> [Passage provided]
···

Single-cell RNA-seq data preprocessing:
The Cell Ranger software pipeline (version 3.1.0) provided by 10×Genomics was used to demultiplex cellular barcodes, map reads to the genome and transcriptome using the STAR aligner, and down-sample reads as required to generate normalized aggregate data across samples, producing a matrix of gene counts versus cells. We processed the unique molecular identifier (UMI) count matrix using the R package Seurat (version 3.1.1). To remove low quality cells and likely multiplet captures, which is a major concern in microdroplet-based experiments, we apply a criteria to filter out cells with UMI/gene numbers out of the limit of mean value ± 2 fold of standard deviations assuming a Guassian distribution of each cells’ UMI/gene numbers. Following visual inspection of the distribution of cells by the fraction of mitochondrial genes expressed, we further discarded low-quality cells where >10% of the counts belonged to mitochondrial genes. After applying these QC criteria, 14202 single cells in total remained and were included in downstream analyses. Library size normalization was performed in Seurat on the filtered matrix to obtain the normalized count.

···

> [Recorded information]
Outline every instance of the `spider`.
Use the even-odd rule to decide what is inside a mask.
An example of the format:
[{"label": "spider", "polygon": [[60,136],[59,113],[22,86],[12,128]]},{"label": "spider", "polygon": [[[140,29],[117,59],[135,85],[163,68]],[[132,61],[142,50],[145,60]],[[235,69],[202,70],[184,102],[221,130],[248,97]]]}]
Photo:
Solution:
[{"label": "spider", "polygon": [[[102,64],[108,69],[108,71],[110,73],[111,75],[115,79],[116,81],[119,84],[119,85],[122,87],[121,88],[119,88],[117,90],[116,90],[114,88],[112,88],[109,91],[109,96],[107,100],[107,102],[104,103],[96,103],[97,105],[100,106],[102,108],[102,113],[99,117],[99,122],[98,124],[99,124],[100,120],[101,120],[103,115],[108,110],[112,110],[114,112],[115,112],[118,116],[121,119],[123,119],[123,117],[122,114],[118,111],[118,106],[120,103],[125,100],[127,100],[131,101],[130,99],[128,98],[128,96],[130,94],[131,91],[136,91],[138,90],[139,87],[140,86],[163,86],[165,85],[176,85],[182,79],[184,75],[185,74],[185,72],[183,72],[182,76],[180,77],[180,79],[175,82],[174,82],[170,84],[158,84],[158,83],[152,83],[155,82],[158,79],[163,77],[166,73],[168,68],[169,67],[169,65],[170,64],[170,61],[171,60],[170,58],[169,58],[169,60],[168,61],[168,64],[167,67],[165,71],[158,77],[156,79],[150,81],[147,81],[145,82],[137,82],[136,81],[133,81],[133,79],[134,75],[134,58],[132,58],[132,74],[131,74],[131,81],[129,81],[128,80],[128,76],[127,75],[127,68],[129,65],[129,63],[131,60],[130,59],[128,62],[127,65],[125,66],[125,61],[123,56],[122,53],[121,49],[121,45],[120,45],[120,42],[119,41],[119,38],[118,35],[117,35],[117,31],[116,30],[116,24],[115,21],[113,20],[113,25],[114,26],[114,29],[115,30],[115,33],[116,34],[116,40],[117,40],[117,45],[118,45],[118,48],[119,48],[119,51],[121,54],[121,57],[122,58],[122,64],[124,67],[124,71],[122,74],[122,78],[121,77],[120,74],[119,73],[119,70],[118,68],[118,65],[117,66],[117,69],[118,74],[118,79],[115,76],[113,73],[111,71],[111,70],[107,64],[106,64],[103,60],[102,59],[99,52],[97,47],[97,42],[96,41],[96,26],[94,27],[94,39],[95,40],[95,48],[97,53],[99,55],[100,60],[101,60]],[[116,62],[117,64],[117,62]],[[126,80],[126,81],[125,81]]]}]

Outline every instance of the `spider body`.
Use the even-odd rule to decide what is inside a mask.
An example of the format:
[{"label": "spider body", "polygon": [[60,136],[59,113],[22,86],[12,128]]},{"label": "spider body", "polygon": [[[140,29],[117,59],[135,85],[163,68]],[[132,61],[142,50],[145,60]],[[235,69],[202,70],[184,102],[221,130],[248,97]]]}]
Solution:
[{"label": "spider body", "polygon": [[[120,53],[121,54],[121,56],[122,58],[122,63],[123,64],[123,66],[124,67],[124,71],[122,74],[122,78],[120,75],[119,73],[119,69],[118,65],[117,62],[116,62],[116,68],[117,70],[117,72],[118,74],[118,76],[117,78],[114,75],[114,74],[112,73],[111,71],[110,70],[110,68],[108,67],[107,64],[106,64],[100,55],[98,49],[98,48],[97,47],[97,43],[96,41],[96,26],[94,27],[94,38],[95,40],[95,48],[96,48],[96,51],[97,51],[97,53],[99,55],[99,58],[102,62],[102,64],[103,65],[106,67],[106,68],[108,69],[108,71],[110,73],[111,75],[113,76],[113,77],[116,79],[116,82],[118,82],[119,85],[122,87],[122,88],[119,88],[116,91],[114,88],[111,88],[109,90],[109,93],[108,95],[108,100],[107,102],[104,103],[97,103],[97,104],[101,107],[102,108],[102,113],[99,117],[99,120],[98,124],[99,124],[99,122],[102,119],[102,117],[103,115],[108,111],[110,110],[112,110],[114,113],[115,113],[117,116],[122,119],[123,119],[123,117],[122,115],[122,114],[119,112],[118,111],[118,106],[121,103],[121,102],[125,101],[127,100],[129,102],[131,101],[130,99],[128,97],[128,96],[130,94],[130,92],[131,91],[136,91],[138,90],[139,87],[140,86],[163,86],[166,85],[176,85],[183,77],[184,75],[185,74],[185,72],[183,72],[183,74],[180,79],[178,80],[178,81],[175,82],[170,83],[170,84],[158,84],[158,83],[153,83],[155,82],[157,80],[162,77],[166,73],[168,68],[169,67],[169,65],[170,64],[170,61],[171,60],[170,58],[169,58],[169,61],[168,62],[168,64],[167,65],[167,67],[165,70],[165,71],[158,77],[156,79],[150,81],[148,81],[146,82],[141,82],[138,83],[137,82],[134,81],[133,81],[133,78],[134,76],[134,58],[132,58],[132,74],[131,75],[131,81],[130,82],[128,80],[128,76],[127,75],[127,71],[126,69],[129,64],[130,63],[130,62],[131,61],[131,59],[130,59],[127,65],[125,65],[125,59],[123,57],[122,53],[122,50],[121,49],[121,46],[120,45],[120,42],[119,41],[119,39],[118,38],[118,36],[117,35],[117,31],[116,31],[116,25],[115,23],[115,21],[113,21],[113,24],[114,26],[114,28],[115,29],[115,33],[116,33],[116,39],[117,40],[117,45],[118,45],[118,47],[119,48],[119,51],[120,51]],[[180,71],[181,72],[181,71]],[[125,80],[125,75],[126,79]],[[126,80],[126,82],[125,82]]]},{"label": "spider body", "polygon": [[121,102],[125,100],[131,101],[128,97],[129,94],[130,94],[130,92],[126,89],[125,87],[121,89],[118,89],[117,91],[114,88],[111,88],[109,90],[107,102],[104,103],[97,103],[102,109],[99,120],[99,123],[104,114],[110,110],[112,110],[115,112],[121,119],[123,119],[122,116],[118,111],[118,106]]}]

···

Carry on the single-cell RNA-seq preprocessing text from its last sentence onward. The data is not needed for the work that follows.

> [Output for this task]
Top variable genes across single cells were identified using the method described in Macosko et al. Briefly, the average expression and dispersion were calculated for each gene, genes were subsequently placed into 13 bins based on expression. Principal component analysis (PCA) was performed to reduce the dimensionality on the log transformed gene-barcode matrices of top variable genes. Cells were clustered based on a graph-based clustering approach, and were visualized in 2-dimension using tSNE. Likelihood ratio test that simultaneously test for changes in mean expression and in the percentage of expressed cells was used to identify significantly differentially expressed genes between clusters. Here, we use the R package SingleR, a novel computational method for unbiased cell type recognition of scRNA-seq, with the reference transcriptomic datasets ‘Human Primary Cell Atlas’ (Mabbott et al. 2013) to infer the cell of origin of each of the single cells independently and identify cell types.
Differentially expressed genes (DEGs) were identified using the FindMarkers function of Seurat[1] package. P value < 0.05 and |log2foldchange| > 0.58 was set as the threshold for significantly differential expression.